• _Exercise goal_: Establish the number of lines below that contain the string "lanyard". State that number alone.

• _Source data_:
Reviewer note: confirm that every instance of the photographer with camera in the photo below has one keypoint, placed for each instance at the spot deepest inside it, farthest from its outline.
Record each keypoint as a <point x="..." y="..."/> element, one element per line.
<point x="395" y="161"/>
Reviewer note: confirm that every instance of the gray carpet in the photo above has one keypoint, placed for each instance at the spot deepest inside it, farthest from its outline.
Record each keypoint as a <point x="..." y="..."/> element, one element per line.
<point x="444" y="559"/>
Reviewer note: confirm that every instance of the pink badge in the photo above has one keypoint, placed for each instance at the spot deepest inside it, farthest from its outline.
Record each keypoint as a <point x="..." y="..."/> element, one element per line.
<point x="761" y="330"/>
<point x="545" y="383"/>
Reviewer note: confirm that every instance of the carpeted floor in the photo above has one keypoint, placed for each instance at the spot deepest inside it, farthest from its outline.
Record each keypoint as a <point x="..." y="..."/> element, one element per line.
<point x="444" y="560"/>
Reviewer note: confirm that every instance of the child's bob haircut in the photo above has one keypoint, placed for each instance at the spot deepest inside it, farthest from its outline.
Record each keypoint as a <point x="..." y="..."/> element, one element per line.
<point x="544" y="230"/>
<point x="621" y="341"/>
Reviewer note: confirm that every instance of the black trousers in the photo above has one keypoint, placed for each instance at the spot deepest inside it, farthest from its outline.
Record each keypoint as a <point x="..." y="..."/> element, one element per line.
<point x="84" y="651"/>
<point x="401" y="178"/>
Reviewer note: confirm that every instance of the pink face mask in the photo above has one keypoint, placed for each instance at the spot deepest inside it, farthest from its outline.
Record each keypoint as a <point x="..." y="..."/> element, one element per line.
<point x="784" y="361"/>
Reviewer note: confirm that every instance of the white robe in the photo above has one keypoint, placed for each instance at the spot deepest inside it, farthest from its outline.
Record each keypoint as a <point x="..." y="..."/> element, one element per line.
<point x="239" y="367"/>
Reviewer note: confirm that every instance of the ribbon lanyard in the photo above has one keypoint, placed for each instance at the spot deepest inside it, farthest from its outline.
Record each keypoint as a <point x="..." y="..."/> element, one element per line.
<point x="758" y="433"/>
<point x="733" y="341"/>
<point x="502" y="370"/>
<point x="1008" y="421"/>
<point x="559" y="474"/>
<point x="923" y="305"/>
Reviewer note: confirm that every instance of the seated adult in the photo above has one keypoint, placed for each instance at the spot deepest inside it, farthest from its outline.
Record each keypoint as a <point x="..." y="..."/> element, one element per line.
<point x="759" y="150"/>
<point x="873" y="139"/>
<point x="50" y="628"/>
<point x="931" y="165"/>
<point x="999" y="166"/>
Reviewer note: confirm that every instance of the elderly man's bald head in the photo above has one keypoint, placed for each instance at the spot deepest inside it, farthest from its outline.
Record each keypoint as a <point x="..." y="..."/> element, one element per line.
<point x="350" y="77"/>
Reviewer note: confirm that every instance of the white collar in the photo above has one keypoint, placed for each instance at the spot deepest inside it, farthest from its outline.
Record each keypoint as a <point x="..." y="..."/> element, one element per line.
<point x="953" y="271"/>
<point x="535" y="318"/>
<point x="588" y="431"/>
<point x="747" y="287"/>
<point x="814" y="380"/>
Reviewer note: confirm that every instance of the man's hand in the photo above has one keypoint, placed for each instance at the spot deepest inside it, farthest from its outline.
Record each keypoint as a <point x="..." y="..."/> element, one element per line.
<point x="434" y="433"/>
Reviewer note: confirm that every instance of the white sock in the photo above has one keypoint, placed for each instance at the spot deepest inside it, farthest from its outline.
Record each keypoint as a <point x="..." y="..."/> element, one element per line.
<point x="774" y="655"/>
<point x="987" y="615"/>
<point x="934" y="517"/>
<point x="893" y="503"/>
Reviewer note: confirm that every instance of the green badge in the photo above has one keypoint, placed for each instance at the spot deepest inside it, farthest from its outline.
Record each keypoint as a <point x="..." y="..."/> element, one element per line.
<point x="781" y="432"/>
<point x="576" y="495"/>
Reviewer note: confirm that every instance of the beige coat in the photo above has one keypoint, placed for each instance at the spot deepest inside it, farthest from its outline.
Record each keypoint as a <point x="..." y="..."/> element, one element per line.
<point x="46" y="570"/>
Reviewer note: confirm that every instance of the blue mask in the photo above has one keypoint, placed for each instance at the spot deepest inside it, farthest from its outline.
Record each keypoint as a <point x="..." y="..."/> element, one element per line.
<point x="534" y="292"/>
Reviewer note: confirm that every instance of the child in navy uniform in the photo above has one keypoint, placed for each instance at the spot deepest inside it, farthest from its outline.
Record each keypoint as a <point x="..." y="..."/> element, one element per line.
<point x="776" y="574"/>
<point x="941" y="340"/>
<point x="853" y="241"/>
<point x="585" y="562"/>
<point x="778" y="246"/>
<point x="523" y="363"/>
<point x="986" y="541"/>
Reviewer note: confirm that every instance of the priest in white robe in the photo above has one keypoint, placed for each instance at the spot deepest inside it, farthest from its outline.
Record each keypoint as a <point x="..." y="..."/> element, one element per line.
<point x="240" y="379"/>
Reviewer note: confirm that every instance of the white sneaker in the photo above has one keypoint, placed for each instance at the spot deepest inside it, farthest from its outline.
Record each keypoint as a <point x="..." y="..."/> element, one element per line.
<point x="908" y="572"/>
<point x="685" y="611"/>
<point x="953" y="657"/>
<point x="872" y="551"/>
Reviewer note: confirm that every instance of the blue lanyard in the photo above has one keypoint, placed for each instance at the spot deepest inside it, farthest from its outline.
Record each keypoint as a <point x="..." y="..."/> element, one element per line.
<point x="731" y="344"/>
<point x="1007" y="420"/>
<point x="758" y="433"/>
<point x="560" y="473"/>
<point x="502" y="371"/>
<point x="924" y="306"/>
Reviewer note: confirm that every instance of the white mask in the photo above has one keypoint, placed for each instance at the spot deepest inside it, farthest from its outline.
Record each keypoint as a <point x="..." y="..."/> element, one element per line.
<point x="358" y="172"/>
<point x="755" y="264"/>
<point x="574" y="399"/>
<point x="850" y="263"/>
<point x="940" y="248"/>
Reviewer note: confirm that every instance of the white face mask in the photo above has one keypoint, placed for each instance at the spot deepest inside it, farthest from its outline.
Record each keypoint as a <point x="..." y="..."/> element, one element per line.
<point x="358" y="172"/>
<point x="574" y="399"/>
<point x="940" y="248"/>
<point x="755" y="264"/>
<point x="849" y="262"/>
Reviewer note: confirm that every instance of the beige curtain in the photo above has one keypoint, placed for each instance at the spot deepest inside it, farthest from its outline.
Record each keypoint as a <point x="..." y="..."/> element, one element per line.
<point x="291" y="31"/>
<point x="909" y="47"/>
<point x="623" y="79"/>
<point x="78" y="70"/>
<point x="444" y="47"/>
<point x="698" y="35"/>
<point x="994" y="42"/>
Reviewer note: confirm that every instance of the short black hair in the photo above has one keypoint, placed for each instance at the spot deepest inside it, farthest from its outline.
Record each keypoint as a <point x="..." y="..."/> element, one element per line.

• _Reply to the exercise_: 2